─── Extract to read ───

If he no longer is in love with you, let him go. The child will have a mother and father in seperate loving homes. I wouldn't want to stay with someone who doesn't love me. It will take time to heal and if you need to speak to a counselor do, but if he no longer is in love with you, it's time to start fresh with a new life for both you and your baby. Make sure to surround yourself with the support of good friends and family and that you husband take on the responsibility to financially care for the child, but start planning your life forward and move on.
If it's any comfort, I was 6 months pregnant with my first child when my ex husband and I split. He immediately moved in with the girl he was cheating on me with and left me stuck in a motel with no car to fend for myself. It was SOOOOO hard at first but I managed and am so glad all that (and him) are no longer my concern. The things that helped me was my friends and family. They all made sure I was never alone, and they kept me busy busy! I got my mind off of him by planning for the arrival of our son and making up for lost time with my family and friends. I didn't see a counselor during that time, but I wish I had. The raging pregnancy hormones are going to make it even more tough, so I would HIGHLY recommend speaking to a professional. In the meantime, keep yourself busy! I'm sorry this has happened and I can honestly say I've been there. Just know that it WILL get better with time and you can always come here for support as well.

─── Records shown ───

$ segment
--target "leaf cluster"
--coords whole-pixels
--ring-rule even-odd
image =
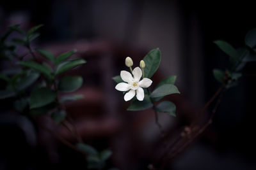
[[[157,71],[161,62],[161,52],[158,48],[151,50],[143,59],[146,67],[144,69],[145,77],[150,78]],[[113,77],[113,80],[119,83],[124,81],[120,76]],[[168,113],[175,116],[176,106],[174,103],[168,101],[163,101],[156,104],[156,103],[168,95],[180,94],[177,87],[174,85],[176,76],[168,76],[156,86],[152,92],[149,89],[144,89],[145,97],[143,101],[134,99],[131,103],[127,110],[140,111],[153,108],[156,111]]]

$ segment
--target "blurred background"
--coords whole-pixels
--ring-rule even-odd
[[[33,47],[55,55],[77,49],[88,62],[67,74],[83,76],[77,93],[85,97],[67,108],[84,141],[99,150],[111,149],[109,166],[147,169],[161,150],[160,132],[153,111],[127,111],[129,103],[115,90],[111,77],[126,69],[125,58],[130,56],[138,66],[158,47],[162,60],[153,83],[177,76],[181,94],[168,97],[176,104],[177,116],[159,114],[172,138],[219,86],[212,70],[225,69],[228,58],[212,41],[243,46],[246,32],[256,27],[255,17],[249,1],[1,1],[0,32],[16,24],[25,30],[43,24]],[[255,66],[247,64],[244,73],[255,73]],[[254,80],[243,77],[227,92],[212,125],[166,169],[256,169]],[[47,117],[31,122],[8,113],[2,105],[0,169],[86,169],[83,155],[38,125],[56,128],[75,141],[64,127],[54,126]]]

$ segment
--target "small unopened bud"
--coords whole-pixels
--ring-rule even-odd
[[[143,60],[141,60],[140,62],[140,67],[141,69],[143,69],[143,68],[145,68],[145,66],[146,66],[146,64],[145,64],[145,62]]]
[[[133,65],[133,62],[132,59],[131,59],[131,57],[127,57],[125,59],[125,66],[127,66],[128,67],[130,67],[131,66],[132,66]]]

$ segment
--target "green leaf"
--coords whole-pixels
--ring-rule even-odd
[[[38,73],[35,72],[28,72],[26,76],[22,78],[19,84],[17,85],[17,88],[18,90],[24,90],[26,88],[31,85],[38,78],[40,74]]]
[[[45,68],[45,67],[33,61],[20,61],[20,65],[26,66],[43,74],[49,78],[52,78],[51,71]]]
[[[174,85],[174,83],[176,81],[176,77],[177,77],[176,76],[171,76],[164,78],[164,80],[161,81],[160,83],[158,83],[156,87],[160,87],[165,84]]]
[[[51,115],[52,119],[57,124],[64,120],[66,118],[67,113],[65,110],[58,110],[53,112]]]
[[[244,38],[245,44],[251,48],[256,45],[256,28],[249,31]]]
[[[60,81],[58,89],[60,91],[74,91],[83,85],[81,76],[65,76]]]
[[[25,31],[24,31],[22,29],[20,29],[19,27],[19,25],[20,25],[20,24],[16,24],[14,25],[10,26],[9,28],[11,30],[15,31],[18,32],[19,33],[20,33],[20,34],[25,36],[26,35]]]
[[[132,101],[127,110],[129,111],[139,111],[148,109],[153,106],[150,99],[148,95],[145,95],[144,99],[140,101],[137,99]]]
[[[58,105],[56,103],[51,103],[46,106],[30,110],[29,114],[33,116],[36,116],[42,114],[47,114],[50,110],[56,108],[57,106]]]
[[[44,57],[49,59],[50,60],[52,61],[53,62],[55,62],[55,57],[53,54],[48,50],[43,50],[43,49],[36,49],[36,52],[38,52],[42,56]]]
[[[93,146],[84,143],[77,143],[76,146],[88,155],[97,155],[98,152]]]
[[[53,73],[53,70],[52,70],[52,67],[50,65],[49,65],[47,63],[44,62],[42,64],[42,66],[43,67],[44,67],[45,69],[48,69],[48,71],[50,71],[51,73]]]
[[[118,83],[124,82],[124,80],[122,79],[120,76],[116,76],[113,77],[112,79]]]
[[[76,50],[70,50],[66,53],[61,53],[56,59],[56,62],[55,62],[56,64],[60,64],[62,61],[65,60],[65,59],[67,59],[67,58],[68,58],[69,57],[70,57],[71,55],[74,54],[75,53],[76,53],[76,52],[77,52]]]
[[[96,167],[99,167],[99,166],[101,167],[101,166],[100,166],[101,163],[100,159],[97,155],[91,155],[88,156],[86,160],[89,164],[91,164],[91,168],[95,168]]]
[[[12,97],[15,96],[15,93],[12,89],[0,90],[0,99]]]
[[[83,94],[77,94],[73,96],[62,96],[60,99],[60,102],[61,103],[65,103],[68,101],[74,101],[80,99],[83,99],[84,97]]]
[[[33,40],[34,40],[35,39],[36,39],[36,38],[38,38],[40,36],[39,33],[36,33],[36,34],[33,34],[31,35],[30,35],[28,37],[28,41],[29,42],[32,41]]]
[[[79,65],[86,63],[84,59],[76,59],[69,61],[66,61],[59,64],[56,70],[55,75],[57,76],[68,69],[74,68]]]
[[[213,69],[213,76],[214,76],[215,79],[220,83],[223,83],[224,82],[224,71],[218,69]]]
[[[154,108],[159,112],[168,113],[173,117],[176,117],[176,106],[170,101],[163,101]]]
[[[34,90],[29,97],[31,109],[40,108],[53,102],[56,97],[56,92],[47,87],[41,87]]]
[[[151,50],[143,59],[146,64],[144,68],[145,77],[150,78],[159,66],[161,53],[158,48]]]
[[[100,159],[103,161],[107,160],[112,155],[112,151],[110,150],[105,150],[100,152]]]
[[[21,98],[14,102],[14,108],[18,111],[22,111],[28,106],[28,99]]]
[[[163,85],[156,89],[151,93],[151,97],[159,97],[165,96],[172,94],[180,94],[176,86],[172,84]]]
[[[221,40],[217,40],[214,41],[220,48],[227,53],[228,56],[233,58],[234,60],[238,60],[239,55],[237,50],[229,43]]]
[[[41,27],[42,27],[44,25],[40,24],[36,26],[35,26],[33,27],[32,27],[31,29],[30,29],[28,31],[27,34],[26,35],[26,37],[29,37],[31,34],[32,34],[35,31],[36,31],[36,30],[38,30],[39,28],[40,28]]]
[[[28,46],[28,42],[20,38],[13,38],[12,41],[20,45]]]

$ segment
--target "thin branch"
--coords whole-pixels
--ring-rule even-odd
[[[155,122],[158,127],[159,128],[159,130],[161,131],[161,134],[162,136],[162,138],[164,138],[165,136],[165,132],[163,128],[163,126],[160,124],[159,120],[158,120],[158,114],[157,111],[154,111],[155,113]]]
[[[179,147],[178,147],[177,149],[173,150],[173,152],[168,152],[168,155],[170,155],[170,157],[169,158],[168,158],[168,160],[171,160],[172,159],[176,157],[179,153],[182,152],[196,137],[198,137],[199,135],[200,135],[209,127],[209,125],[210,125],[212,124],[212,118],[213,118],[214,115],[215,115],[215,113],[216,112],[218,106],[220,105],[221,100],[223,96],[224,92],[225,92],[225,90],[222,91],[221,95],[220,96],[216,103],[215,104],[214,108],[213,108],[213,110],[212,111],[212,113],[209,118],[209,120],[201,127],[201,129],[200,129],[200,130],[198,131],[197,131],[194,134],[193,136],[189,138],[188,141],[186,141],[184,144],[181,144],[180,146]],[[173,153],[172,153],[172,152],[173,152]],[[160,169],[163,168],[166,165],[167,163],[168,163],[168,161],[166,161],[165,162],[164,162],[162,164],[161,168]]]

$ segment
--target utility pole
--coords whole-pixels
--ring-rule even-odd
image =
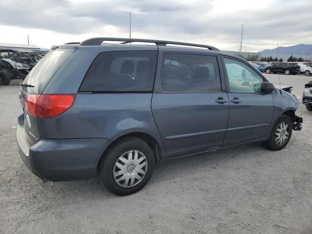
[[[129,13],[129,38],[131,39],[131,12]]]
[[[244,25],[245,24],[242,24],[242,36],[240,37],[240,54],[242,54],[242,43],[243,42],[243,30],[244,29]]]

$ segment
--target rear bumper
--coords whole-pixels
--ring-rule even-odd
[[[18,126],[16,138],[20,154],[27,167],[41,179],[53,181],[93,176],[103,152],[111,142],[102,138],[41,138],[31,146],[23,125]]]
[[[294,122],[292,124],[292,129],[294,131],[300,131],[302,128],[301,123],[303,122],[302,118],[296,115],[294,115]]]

───
─── Records shown ───

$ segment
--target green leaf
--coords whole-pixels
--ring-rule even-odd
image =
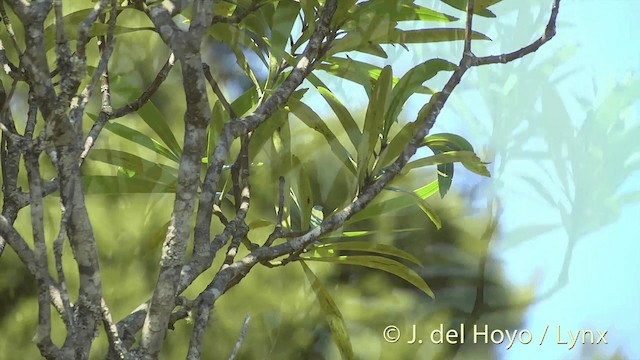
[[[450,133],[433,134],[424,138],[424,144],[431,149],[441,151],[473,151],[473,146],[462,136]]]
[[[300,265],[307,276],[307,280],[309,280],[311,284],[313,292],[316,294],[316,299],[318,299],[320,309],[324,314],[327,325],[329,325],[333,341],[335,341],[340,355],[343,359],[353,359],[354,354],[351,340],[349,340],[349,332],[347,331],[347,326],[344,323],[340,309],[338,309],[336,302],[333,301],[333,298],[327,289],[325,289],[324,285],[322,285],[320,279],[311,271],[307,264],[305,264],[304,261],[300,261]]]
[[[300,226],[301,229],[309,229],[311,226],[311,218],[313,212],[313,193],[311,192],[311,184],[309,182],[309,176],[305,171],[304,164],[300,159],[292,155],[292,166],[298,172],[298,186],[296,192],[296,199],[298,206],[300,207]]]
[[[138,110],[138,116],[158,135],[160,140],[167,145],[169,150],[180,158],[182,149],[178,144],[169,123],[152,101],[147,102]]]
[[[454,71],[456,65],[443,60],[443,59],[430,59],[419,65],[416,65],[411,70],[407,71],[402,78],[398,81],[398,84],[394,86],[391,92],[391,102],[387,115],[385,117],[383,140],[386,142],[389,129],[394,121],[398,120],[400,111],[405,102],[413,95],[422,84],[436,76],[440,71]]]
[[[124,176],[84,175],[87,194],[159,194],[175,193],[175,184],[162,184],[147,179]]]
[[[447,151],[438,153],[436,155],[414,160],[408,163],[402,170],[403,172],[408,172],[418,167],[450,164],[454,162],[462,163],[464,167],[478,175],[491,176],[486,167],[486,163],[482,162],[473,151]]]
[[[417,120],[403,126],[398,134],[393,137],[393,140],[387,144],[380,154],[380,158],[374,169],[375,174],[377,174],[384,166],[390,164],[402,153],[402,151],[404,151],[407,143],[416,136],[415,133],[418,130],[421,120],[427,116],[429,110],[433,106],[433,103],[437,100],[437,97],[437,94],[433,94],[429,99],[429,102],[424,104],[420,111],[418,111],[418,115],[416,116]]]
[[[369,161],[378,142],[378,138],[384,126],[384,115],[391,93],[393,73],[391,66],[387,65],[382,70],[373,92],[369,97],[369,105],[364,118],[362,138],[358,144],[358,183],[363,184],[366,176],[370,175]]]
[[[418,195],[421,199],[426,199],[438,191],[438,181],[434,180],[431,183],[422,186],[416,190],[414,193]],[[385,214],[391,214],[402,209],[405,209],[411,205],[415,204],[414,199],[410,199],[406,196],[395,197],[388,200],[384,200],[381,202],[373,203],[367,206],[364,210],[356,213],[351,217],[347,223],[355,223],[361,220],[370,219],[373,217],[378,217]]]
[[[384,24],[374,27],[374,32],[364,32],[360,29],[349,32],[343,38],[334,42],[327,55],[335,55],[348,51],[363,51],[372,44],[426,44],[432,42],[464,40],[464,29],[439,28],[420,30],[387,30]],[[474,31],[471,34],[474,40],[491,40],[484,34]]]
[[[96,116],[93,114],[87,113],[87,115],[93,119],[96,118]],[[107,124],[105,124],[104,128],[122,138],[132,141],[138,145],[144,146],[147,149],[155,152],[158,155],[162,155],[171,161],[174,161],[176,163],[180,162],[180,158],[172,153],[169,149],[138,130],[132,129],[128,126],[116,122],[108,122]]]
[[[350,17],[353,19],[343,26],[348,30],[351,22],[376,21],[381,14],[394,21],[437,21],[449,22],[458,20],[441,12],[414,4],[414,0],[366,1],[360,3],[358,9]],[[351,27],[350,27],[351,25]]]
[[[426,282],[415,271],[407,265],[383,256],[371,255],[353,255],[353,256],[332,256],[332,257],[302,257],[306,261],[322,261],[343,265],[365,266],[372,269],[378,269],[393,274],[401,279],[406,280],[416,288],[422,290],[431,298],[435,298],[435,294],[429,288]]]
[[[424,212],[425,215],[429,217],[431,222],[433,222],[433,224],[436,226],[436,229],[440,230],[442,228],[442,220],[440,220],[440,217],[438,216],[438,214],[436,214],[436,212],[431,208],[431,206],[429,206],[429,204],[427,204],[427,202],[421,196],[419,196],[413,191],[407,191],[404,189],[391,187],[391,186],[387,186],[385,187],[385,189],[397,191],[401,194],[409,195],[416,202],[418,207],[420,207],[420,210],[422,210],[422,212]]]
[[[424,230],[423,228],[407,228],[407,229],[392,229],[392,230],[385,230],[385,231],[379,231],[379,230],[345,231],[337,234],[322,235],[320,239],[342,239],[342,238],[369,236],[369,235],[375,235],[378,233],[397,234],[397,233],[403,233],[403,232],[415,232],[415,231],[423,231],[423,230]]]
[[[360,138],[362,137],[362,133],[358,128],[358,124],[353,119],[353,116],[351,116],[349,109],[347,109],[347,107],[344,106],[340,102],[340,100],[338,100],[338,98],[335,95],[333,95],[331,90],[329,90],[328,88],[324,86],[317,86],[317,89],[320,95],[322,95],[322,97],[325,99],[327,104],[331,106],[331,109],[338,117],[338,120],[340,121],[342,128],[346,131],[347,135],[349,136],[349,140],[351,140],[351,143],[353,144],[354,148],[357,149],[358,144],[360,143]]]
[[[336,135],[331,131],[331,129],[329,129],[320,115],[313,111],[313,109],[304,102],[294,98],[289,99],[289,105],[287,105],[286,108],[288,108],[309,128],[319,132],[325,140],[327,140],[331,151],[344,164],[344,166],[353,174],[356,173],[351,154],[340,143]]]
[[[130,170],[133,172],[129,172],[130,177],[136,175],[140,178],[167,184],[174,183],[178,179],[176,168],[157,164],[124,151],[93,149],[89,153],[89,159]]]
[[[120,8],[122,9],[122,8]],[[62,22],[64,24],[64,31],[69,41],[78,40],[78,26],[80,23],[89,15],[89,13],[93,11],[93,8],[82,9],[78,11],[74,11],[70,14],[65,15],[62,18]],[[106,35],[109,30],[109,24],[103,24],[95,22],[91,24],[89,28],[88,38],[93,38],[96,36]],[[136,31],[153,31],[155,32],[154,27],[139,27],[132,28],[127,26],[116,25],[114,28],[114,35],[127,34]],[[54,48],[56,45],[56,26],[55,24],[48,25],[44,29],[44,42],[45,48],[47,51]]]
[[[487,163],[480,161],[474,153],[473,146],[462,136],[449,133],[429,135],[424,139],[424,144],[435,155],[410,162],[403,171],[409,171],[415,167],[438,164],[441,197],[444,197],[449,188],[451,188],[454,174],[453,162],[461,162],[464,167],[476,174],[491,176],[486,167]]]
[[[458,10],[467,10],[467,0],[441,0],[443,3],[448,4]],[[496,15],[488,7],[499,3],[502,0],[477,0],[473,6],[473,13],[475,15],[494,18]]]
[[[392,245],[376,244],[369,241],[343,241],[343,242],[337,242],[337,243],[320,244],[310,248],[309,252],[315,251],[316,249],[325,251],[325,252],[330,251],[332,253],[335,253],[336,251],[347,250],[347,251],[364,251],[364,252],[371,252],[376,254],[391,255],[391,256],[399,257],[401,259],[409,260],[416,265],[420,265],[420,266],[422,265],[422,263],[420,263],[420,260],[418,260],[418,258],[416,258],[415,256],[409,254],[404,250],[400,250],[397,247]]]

───

▶ [Required work] Translate this sentence from the advice about a separation during pregnancy into Spanish: "I wouldn't want to stay with someone who doesn't love me."

▶ [Finished task] No quisiera quedarme con alguien que no me ama.